SET PROBLEM ::
In the movie review, rewrite the stretch from "Working with screenwriters" through "the same time.", substituting "suspenseful" for "nail-biting".

PASSAGE TO READ ::
────────

Working with screenwriters David Koepp and Robert Towne, De Palma assembled the nuts and bolts of an admittedly convoluted story with patience and care. He allowed his characters space to breathe while building to stylishly choreographed action sequences that bristled with the director’s customary Hitchcockian flair.

Notable among them was a nail-biting CIA heist operation in which Cruise’s Hunt was lowered into a state-of-the-art Langley security vault to copy a highly prized classified document. It set the tone for a series driven by jaw-dropping stunts, redefining the actor’s career at the same time.

His Ethan has become more careworn, jaded, emotionally bruised; he’s acquired the gravitas that comes with loss. And the passionate, hands-on commitment with which the actor approaches each stunt, emphasizing practical execution over effects, has only intensified through the years. No one can accuse Cruise of being a performer who fails to deliver what his audience wants. Which includes running. So much running.

In that sense, Dead Reckoning Part One works like gangbusters. If something has been discarded in the storytelling craft along the way, it’s unlikely that the core fanbase will mind. But McQuarrie, who co-wrote the screenplay with Erik Jendresen (an Emmy winner for Band of Brothers ), invests so much in the almost nonstop set-pieces that the connective narrative tissue becomes virtually disposable.

Sometimes it feels as if he’s boiled down the most thrilling elements, not only of the Mission: Impossible series, but of the Bond and Bourne movies, and threaded them into a sizzle reel. There’s less sense here of a story that demanded to be told in two parts — this one running two-and-three-quarter hours — than of McQuarrie and Cruise having a bunch more jaw-dropping stunts they plan to pull off and new travel-porn locations on which to unleash mayhem.

The A.I. development harnesses the power to make everything from people to vessels of war undetectable, to turn allies into enemies, commandeer defense systems and manipulate the world’s finance markets. It has become a monster with a mind of its own that knows everything about everyone and can be controlled only with a cruciform key made of two bejeweled parts lost in the Russian submarine disaster that opens the movie.

As the motivation for a globe-hopping hunt to find the two halves of the key and slot them together to tame the A.I. renegade before Gabriel can get his paws on it, it’s a serviceable plot. But it’s elaborated in numbing scenes lumped in among the fun stuff, with Ethan and his associates trudging through leaden exposition dumps, intoning gravely about “The Entity,” as it’s come to be known. Ominous statements are batted about like, “Whoever controls the Entity controls the truth,” which I guess is tangible enough as a threat to world order.

────────

Point placement entries ::
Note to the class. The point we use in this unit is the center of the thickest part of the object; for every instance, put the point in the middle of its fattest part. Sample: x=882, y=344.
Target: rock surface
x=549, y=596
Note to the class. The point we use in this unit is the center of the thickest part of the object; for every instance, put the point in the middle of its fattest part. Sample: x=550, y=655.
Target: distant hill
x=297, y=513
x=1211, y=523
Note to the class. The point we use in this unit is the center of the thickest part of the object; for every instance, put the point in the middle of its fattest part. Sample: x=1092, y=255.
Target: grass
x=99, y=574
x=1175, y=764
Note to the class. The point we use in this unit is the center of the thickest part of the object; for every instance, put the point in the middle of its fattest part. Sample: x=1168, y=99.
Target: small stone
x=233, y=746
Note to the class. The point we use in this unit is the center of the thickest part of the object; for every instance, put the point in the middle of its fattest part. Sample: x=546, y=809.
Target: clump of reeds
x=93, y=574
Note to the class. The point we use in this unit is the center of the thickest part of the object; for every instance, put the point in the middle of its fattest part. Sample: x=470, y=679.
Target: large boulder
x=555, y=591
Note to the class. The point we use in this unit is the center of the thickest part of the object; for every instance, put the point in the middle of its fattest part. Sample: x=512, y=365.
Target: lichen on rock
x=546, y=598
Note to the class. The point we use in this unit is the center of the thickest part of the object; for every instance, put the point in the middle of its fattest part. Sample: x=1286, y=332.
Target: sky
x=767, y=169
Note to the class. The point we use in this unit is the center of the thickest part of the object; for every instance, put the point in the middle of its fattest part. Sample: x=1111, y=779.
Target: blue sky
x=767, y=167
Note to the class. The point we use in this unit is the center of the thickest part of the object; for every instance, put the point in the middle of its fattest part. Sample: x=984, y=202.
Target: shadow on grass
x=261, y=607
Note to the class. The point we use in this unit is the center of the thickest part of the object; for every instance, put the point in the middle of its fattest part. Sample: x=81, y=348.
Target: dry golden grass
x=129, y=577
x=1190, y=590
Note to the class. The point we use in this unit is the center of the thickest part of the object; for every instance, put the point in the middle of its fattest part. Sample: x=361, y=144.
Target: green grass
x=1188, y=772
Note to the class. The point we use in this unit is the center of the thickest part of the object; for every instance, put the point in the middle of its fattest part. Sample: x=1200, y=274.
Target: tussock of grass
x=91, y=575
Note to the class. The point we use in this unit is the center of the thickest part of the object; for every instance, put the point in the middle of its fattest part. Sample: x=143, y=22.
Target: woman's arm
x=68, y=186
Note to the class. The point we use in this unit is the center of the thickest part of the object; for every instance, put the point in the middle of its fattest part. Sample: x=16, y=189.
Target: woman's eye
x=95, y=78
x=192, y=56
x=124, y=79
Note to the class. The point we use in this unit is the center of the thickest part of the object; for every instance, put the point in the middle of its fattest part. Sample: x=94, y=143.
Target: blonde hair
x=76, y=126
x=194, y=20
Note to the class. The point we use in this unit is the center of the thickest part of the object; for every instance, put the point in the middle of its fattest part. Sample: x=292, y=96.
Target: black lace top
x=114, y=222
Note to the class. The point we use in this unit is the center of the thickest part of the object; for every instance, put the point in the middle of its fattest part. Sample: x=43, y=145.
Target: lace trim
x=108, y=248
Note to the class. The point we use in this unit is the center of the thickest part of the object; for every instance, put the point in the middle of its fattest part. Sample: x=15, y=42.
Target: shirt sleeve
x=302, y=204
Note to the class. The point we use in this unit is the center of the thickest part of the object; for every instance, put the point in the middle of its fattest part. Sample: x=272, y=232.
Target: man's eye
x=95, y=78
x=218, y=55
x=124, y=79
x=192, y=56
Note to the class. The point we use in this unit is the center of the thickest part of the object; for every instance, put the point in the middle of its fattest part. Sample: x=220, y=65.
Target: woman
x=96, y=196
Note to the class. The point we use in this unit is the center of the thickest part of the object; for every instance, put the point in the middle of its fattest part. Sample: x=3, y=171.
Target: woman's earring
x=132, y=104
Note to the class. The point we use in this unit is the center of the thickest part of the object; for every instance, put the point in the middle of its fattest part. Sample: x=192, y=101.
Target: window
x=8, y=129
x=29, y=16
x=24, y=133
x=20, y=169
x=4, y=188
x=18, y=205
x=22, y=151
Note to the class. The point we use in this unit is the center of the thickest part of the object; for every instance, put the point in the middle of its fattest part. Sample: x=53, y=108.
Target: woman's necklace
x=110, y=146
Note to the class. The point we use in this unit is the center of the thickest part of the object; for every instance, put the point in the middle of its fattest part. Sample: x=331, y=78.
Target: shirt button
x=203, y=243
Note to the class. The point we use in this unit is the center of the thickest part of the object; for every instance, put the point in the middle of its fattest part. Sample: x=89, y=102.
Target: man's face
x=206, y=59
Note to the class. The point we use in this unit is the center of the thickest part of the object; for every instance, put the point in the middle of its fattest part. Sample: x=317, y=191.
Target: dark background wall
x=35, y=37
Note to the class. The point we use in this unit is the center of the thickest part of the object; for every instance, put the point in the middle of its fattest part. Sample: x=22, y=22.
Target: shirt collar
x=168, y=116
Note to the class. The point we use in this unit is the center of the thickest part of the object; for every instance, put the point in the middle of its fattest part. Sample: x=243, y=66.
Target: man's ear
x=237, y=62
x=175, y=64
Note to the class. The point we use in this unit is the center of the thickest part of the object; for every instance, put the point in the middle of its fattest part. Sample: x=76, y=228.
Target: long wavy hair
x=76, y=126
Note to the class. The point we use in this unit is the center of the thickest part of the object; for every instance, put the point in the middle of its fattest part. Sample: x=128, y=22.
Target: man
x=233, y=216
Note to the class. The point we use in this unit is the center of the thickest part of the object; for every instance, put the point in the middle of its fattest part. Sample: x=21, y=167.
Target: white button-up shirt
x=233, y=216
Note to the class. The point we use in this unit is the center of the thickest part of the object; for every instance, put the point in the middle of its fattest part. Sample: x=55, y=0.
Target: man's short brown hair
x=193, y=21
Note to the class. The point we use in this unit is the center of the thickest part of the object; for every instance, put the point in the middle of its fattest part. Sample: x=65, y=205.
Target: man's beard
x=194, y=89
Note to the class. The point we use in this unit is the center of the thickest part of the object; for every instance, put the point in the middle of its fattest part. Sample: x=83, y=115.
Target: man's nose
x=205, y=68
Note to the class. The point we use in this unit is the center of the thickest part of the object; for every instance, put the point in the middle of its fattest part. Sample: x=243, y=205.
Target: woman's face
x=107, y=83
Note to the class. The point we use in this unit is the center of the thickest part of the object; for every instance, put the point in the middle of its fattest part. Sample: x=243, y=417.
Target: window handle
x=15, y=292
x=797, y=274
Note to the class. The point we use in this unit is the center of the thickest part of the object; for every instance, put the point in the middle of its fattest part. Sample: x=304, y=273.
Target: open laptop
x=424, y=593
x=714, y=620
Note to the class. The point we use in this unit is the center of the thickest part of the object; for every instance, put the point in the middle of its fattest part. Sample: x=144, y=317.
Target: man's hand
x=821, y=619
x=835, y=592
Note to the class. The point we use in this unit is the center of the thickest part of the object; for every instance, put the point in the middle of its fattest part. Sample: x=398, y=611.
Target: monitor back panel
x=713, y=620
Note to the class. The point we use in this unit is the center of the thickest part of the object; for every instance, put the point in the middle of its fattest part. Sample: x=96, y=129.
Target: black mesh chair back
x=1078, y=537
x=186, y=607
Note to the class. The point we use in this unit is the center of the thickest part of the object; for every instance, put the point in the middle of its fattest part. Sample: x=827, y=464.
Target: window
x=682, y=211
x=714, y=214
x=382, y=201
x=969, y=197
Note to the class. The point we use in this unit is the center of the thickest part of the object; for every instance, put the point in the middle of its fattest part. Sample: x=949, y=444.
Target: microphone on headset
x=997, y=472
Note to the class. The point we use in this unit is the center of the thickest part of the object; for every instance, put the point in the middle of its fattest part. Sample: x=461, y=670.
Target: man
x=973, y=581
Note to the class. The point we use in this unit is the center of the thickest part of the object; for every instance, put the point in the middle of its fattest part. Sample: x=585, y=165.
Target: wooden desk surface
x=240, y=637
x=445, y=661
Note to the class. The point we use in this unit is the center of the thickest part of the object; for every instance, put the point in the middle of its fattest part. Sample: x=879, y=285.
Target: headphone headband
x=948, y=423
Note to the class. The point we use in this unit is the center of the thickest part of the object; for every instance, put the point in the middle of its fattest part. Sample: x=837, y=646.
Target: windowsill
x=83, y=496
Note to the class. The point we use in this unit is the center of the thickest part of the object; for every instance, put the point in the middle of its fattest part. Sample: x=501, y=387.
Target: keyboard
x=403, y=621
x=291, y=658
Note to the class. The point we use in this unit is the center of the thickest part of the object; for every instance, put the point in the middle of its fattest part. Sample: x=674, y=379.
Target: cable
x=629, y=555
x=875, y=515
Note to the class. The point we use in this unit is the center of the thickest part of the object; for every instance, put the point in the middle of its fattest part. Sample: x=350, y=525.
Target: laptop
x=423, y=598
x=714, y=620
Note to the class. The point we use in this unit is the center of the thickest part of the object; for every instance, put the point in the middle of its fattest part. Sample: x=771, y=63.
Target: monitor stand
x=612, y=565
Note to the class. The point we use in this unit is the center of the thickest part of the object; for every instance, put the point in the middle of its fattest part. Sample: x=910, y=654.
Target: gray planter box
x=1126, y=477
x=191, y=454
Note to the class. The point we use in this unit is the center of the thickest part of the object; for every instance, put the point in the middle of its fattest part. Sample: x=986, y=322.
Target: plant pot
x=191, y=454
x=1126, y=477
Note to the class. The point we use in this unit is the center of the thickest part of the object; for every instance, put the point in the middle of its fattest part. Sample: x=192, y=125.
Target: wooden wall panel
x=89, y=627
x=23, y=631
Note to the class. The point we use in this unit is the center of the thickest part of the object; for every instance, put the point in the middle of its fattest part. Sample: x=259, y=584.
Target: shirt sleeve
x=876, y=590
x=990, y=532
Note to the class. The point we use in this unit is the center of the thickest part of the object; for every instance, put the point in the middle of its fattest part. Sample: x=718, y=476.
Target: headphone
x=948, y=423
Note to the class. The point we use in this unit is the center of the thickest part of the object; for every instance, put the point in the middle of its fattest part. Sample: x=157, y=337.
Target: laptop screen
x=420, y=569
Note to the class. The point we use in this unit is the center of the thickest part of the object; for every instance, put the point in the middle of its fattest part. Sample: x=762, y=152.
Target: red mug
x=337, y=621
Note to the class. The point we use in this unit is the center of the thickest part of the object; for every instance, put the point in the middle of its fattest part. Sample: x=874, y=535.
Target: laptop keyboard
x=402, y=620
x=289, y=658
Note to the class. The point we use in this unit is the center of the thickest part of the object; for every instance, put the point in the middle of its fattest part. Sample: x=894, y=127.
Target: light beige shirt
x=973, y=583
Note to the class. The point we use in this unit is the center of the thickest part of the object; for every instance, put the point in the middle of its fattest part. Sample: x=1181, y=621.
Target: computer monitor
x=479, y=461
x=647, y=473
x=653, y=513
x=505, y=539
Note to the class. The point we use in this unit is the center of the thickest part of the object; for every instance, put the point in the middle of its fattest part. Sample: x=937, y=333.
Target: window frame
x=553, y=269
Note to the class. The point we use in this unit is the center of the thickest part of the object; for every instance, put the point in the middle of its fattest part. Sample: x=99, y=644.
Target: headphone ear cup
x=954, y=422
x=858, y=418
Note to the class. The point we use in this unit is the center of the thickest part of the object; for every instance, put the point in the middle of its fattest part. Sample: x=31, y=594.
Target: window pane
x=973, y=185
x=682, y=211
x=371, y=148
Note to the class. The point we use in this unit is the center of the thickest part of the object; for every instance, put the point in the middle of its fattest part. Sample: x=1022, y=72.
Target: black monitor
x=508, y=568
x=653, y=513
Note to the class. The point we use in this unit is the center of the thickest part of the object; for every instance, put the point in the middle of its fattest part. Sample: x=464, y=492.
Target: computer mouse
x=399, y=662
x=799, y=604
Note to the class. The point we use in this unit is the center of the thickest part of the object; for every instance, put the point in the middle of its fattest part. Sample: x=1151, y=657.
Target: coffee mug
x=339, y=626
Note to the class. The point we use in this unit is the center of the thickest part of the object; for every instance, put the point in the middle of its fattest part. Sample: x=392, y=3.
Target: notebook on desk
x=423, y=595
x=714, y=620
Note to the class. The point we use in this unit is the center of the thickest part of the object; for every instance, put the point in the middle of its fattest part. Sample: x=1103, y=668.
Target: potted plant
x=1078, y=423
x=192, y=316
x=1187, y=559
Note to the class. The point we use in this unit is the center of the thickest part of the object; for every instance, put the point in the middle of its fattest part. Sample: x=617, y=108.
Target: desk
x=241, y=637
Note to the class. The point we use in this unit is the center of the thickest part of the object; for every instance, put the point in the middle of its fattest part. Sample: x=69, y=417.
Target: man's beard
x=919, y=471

────────

SOLUTION TO THIS EXERCISE ::
Working with screenwriters David Koepp and Robert Towne, De Palma assembled the nuts and bolts of an admittedly convoluted story with patience and care. He allowed his characters space to breathe while building to stylishly choreographed action sequences that bristled with the director’s customary Hitchcockian flair.

Notable among them was a suspenseful CIA heist operation in which Cruise’s Hunt was lowered into a state-of-the-art Langley security vault to copy a highly prized classified document. It set the tone for a series driven by jaw-dropping stunts, redefining the actor’s career at the same time.